[Records from a dataset]

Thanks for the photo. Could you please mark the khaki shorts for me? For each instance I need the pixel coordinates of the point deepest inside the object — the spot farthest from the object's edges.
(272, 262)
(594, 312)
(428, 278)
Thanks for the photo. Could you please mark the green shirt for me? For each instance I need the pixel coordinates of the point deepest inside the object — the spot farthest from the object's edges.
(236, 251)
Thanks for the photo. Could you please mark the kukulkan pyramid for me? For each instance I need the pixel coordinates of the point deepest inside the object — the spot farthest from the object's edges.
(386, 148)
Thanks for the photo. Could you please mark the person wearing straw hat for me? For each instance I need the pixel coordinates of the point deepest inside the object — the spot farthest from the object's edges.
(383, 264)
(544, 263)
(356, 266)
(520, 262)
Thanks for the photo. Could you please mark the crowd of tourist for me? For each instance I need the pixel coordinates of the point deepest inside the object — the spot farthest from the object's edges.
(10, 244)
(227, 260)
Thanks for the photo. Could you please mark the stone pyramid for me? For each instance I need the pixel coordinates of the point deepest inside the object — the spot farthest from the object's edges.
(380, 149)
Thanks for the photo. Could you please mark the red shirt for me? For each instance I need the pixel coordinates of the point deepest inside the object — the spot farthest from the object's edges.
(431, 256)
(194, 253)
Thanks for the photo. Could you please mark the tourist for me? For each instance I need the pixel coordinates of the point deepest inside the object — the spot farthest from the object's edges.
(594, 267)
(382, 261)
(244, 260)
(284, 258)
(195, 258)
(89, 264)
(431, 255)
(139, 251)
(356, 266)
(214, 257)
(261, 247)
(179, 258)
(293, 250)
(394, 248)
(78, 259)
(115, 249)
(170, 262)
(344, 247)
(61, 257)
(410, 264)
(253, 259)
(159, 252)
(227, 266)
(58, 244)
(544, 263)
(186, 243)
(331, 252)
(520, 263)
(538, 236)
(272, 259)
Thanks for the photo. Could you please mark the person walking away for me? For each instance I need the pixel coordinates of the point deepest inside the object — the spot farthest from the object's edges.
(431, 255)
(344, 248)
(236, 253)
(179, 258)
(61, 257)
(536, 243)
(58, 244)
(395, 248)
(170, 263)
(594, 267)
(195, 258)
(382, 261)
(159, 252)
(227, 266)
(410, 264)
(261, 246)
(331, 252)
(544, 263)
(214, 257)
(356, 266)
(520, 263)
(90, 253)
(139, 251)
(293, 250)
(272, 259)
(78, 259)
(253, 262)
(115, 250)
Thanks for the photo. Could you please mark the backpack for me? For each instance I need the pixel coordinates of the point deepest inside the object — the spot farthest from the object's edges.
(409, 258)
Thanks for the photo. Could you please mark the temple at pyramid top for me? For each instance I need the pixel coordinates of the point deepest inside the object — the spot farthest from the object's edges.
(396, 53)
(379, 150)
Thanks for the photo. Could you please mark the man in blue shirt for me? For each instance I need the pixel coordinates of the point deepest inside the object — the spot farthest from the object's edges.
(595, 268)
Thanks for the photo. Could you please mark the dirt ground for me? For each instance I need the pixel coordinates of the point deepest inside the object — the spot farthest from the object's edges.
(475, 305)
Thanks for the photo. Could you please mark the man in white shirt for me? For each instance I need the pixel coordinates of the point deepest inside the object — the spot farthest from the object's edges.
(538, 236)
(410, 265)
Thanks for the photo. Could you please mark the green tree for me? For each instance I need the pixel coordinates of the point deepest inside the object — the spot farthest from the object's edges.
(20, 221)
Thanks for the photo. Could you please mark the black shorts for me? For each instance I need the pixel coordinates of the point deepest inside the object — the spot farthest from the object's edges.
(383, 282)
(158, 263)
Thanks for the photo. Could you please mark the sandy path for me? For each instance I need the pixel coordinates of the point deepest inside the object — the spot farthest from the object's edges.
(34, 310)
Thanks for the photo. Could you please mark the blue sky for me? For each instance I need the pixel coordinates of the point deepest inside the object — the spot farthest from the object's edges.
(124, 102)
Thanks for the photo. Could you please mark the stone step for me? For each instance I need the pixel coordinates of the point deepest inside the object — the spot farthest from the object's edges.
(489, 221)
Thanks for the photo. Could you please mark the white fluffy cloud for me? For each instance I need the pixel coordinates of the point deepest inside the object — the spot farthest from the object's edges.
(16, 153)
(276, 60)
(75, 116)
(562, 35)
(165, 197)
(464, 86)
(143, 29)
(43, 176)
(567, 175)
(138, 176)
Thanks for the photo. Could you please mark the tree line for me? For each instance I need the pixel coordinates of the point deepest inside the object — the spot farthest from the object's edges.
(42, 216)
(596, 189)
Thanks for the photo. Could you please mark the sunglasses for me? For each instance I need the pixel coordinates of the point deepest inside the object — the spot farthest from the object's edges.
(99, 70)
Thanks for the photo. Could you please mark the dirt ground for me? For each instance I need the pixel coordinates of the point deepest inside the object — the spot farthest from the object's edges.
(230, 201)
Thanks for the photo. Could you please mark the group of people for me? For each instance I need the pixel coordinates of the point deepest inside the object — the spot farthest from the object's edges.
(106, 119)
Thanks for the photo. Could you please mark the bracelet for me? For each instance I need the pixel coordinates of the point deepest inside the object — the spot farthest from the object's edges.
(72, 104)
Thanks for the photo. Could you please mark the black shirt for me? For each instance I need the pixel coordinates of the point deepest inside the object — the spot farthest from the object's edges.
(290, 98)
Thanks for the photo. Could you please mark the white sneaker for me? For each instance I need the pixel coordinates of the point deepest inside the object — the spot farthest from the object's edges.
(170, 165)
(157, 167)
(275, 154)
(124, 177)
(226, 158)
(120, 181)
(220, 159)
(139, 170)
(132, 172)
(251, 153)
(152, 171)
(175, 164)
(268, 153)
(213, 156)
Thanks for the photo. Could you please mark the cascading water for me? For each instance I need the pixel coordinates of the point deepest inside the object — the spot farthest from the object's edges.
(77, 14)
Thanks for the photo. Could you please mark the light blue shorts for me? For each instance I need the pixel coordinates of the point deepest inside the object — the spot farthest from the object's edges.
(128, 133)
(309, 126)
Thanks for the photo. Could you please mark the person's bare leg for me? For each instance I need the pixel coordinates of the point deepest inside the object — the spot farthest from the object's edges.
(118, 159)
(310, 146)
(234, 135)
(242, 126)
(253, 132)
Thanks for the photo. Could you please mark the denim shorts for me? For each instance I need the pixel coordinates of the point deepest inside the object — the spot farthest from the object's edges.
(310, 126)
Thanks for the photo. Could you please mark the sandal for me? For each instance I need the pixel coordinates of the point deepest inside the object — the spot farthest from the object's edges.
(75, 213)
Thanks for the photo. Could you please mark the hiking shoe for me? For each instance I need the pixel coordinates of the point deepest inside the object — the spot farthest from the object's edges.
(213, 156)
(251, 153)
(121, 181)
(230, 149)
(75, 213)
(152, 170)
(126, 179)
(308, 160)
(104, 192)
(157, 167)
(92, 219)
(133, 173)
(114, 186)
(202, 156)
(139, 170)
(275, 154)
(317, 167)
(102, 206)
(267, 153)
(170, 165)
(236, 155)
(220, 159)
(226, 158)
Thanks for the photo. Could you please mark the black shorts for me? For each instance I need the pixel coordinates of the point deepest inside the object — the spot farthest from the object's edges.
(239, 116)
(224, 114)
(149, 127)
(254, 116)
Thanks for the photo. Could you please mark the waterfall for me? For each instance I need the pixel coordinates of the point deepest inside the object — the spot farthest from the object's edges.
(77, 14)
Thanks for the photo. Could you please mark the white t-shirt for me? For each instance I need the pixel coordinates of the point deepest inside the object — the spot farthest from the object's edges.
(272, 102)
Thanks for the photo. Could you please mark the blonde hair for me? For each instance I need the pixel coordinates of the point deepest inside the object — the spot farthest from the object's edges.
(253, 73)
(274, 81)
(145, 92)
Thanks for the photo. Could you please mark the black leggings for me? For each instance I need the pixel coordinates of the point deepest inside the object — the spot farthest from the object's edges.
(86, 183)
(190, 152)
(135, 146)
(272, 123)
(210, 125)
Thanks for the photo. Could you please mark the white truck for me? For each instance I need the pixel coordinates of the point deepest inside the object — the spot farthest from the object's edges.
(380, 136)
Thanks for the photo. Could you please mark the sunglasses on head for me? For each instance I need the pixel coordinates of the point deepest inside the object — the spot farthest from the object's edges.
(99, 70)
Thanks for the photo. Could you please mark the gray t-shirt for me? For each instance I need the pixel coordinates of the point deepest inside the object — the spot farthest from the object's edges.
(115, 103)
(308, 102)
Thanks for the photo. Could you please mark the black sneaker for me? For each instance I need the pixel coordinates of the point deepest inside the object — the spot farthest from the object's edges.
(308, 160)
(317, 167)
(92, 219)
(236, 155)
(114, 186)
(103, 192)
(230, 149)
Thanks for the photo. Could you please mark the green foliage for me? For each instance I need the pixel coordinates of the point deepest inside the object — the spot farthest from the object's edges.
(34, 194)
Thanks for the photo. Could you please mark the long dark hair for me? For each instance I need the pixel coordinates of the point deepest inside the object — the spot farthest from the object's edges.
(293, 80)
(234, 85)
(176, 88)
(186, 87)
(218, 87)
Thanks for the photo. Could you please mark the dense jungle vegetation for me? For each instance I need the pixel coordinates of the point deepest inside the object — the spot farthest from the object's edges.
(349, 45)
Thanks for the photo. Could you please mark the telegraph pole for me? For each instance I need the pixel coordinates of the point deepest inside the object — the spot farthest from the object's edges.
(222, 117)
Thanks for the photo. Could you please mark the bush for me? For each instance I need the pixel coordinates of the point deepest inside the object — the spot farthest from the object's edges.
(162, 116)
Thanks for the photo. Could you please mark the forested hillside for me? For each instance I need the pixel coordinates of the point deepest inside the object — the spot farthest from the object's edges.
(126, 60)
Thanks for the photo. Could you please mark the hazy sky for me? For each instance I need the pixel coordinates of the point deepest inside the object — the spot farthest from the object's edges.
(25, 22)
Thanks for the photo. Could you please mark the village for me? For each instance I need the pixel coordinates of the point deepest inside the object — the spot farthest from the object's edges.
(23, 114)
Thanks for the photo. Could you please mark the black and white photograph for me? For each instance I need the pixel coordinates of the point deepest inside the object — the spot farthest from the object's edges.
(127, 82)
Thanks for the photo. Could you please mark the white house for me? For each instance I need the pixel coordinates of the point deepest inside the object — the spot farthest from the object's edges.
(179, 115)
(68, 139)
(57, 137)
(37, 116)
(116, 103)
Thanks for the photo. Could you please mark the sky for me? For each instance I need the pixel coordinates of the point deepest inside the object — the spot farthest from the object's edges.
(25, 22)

Task instructions:
With the line containing "Thanks for the photo. Could you please mark the sky" as the first and the last line above as the final one, copy those lines exactly and no others.

Response below:
Thanks for the photo. Could you please mark the sky for me? For each instance I need the pixel coordinates of the point deepest inside the object — the spot farthest from the object's edges.
(25, 22)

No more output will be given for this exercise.